Exercise: The lines below that include the word "every" are to be reported.

The data:

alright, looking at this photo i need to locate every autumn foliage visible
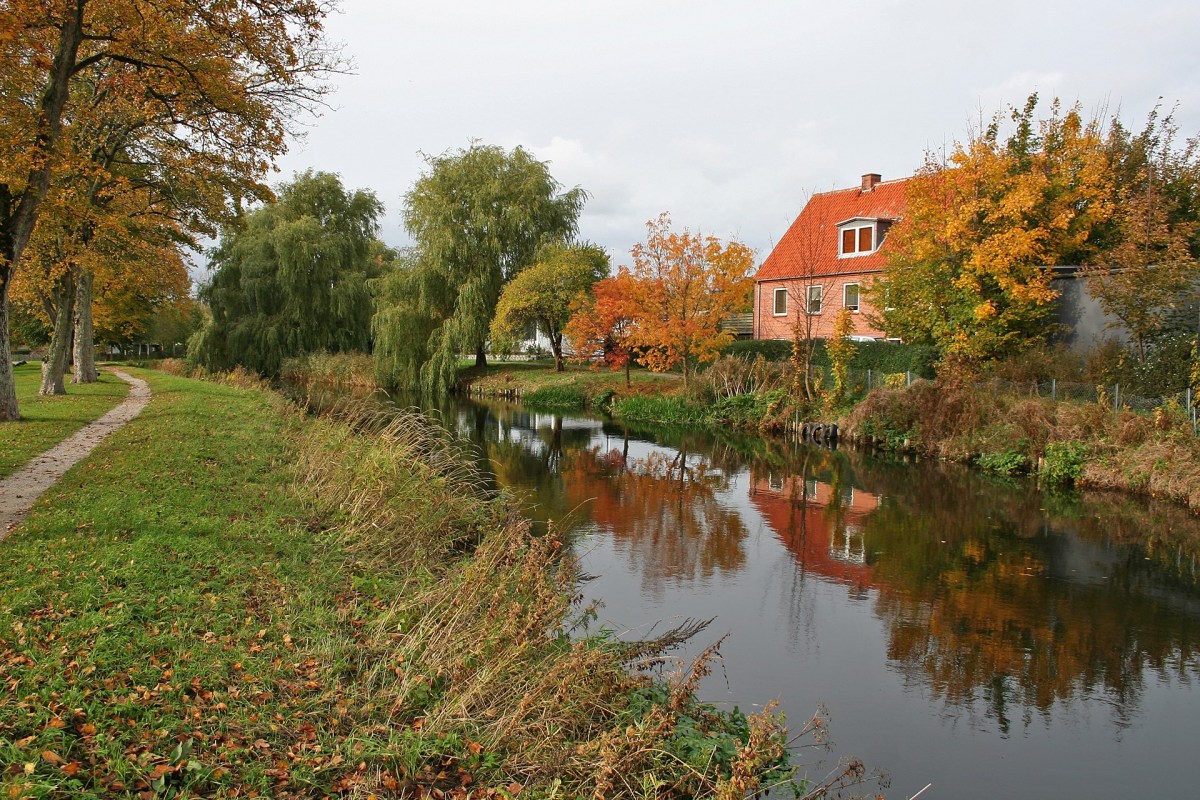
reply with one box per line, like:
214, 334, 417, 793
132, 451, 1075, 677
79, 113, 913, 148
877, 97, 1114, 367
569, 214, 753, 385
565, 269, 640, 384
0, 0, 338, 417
...
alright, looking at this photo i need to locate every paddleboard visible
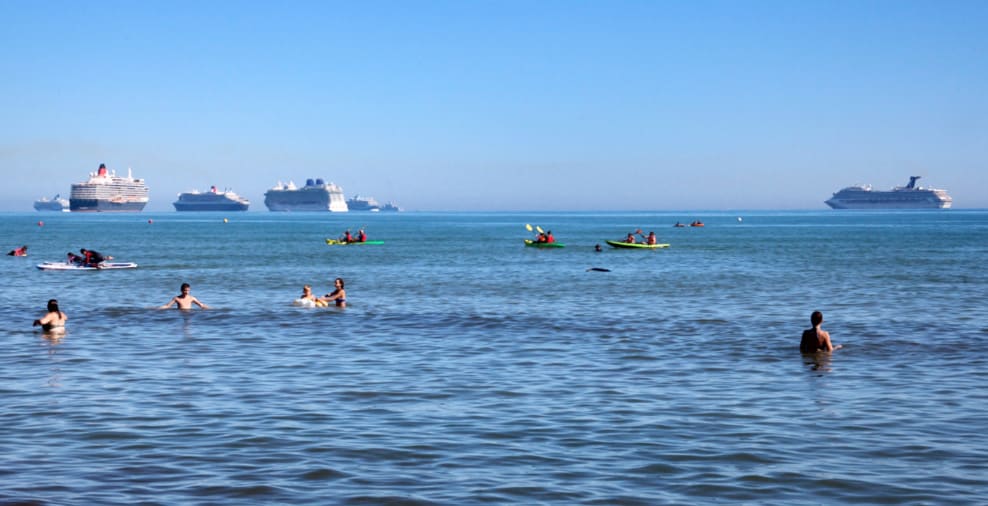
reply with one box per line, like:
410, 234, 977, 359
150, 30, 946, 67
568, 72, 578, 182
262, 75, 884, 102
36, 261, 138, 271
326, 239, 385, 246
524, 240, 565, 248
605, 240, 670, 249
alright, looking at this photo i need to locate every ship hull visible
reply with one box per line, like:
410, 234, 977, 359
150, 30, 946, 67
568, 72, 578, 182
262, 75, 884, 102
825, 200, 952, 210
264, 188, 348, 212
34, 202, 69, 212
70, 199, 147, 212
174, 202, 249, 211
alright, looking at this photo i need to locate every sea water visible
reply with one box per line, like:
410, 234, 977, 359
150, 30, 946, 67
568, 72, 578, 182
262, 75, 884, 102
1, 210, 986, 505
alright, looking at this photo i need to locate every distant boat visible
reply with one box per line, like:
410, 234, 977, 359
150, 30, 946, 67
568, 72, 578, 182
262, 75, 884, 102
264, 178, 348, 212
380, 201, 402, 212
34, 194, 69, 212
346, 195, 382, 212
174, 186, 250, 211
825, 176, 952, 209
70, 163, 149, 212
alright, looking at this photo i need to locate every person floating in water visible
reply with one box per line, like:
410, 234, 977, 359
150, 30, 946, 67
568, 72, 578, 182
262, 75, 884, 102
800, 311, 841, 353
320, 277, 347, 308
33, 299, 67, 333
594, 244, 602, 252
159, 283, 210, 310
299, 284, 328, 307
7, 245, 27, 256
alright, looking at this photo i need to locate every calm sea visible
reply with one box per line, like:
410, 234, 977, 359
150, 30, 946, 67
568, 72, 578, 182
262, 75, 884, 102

Answer to this task:
alright, looking at this photo i need to locate every autumn foliage visible
alright, looking at this photo i need to locate every paddleboard visible
alright, looking at this photo i need to locate every ship hull visible
alright, looking at this photo i need to locate every sea water visible
alright, looking at this photo i need to locate every distant boat visible
alright, looking at this photo i need to locate every person floating in water visible
alright, looking at this photo i need to locate every calm sea visible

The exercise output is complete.